Transcribe each of the records below exactly, excluding all pictures.

Entries from a pointing dataset

------------------------------------------------

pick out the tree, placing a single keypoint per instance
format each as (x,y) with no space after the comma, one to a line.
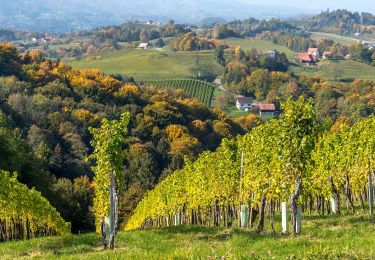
(108,142)
(220,55)
(296,131)
(9,60)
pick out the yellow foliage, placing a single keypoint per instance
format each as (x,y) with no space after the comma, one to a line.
(127,89)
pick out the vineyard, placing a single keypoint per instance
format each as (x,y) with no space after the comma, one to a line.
(24,213)
(201,90)
(285,160)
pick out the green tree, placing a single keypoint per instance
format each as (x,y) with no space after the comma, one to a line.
(108,141)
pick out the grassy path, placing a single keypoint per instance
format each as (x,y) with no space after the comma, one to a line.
(348,237)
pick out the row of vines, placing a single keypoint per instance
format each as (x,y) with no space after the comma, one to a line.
(285,160)
(201,90)
(25,213)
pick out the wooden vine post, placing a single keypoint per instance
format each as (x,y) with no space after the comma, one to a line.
(108,143)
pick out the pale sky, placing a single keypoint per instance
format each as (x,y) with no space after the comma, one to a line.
(355,5)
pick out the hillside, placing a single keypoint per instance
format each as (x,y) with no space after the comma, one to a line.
(151,64)
(64,15)
(260,45)
(336,238)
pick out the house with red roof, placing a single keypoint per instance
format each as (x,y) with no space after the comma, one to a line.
(314,51)
(267,109)
(304,57)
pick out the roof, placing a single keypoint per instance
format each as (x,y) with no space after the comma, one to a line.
(304,56)
(267,107)
(143,45)
(327,53)
(244,100)
(313,50)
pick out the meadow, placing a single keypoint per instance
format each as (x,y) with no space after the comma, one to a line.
(260,45)
(151,64)
(328,237)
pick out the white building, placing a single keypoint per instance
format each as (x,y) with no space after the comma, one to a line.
(244,103)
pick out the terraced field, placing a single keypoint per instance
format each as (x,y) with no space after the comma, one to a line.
(151,64)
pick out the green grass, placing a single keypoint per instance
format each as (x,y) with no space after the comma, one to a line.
(151,64)
(317,36)
(350,70)
(346,237)
(260,45)
(201,90)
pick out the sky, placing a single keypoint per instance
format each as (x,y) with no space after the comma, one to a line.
(355,5)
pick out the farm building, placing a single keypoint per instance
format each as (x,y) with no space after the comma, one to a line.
(314,52)
(327,55)
(244,103)
(267,109)
(304,57)
(144,46)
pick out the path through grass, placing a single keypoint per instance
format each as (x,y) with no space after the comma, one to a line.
(346,237)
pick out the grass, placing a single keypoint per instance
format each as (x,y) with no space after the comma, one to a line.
(349,70)
(151,64)
(260,45)
(348,237)
(317,36)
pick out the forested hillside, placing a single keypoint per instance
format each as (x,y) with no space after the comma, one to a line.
(47,107)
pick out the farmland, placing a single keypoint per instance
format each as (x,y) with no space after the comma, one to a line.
(322,237)
(201,90)
(151,64)
(346,70)
(260,45)
(317,36)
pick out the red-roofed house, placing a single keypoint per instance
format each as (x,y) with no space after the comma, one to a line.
(327,55)
(244,103)
(305,57)
(267,109)
(314,51)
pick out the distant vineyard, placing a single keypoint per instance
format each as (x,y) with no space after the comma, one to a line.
(201,90)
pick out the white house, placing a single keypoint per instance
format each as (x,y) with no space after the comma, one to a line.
(144,45)
(271,54)
(244,103)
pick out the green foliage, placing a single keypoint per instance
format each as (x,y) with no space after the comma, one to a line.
(24,213)
(322,237)
(108,141)
(201,90)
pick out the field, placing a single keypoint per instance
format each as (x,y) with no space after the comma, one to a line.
(201,90)
(345,70)
(317,36)
(260,45)
(151,64)
(346,237)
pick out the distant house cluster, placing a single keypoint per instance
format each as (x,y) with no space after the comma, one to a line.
(369,44)
(310,57)
(45,39)
(247,104)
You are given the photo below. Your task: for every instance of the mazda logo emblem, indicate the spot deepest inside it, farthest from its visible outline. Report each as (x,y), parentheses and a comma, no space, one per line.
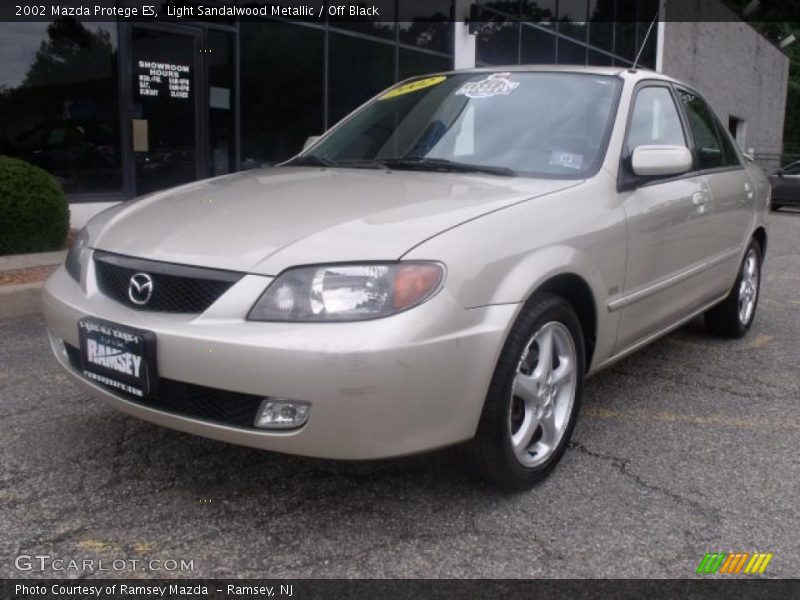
(140,288)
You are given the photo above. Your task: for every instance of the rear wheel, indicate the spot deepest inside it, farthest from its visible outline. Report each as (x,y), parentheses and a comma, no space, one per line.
(734,315)
(534,397)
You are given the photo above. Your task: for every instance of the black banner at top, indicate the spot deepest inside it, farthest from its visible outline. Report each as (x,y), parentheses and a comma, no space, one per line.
(321,11)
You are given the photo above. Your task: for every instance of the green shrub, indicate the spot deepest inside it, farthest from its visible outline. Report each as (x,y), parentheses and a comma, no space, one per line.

------------------------------------------------

▶ Answer for the task:
pick out the tree, placing a single keypoint per instance
format each as (x,y) with no space after the comma, one to a line.
(108,142)
(220,55)
(296,131)
(9,60)
pick out the yellow foliage, placing a single keypoint per instance
format each as (x,y) with no space after the comma, one to a line.
(127,89)
pick out the vineyard, placing a single keypoint per instance
format each as (x,y) with no space after the comma, one to a line.
(24,213)
(201,90)
(285,160)
pick out the green tree, placing a single keypoint per instance
format each as (x,y) with no space after the comma, one to a line.
(108,141)
pick out the grassy path, placing a single keypoint per instance
format each as (x,y) with no space after the comma, one to a line.
(348,237)
pick out the row of vines, placing a single keypoint per instance
format each as (x,y) with no space after the comma, one to a line.
(285,160)
(201,90)
(25,213)
pick out the wooden vine post, placing a single keypoint per instance
format each as (x,y) with no space after the comma, one to a line.
(108,143)
pick out the pale sky, placing a single keypoint per instance
format each as (x,y) with no space after the comma, one to a line.
(355,5)
pick out the hillside, placing a single keypoint per instance
format each as (x,y) with no space after the comma, one to a line.
(151,64)
(64,15)
(260,45)
(336,238)
pick out the house with red roof, placing a single keypoint per instance
format each as (x,y) with no space after the comma, one to a line.
(314,51)
(267,109)
(304,57)
pick out the roof, placing a single keypoint per instance
format each as (x,y) with no space after the comma, one to a line.
(304,56)
(267,107)
(143,45)
(327,53)
(244,100)
(313,50)
pick out the meadow, placing a single keypoint per instance
format each as (x,y) with no space after the comma, one to a line.
(260,45)
(151,64)
(328,237)
pick out the white building, placing a single keypoint per instance
format each as (x,y) with no space after the comma, one to a line.
(244,103)
pick out the terraced field, placing a single keypoint per instance
format each as (x,y) with no space after the comma, one to a line.
(151,64)
pick out the green grass, placing a single keypoint per instance
format each as (x,y) with no space after the comma, one to a line.
(151,64)
(317,36)
(350,70)
(346,237)
(260,45)
(201,90)
pick out the sky, placing a single keypoint per instance
format each as (x,y) with no space after the comma, one to a line.
(355,5)
pick out the farm building, placing a single keypoint per instance
format each as (x,y) with no space after the comma, one to a line.
(314,52)
(327,55)
(244,103)
(267,109)
(304,57)
(144,46)
pick out the path through grass, placing a single keypoint per instance
format each as (x,y) with no space after the comma, one to a line.
(346,237)
pick out the grass, placing a single keypoint per instance
format each as (x,y) with no space after the comma, one to a line.
(349,70)
(151,64)
(260,45)
(348,237)
(317,36)
pick out the forested hillside, placing a single keypoint per instance
format each as (x,y) with no space after the comma, one to a line.
(47,107)
pick out the farmland, placing a single keypoint per instance
format each as (x,y) with no space after the comma, one to a line.
(322,237)
(201,90)
(151,64)
(346,70)
(260,45)
(317,36)
pick out the red-roofed house, placing a single keypoint per instance
format each as (x,y) with no space after the comma, one to a line.
(327,55)
(244,103)
(305,57)
(267,109)
(314,51)
pick out the distant vineyard, placing a single keypoint per instance
format each as (x,y) with no space after the comma, one to a line.
(201,90)
pick out the white house, placing a single keypoint per instance
format each as (x,y) with no space after the comma, one to a line.
(144,45)
(271,54)
(244,103)
pick out the green foliage, placing a single keypoint per instance
format each as (x,y) with no space after the comma, one to a line.
(24,213)
(322,237)
(108,141)
(201,90)
pick out the field, placing a single keypoint per instance
format each as (x,y) with no space after the comma, one to a line.
(201,90)
(345,70)
(317,36)
(260,45)
(151,64)
(346,237)
pick out the distant house cluster, placing a single keypoint per instance
format each as (x,y) with no space after the comma, one to a line.
(369,44)
(310,57)
(45,39)
(247,104)
You are given the photo below. Your task: for every instance of the mazda logo emblem, indicate the spot deepest inside it, farthest from its visible outline. Report each as (x,y), parentheses and a comma, no space, one per line.
(140,288)
You are given the photo above. Your task: for every instance of the rear wheel, indicate the spot deepest inside it, farthest from its visible outline. Report each as (x,y), parentheses and a comma, no space, one per line.
(734,315)
(534,397)
You are given the photo above. Your task: for every instance of the black banner at top, indicate the spot deepest inside it, farthest from its visible outline. Report each as (x,y), parentheses and a comma, no space, one per line.
(321,11)
You are given the photo above. Your task: for every instance of the green shrub, indicate the spot deepest inside it, farthest from its visible outline. Report each as (x,y), parentheses and a comma, no space, one per line.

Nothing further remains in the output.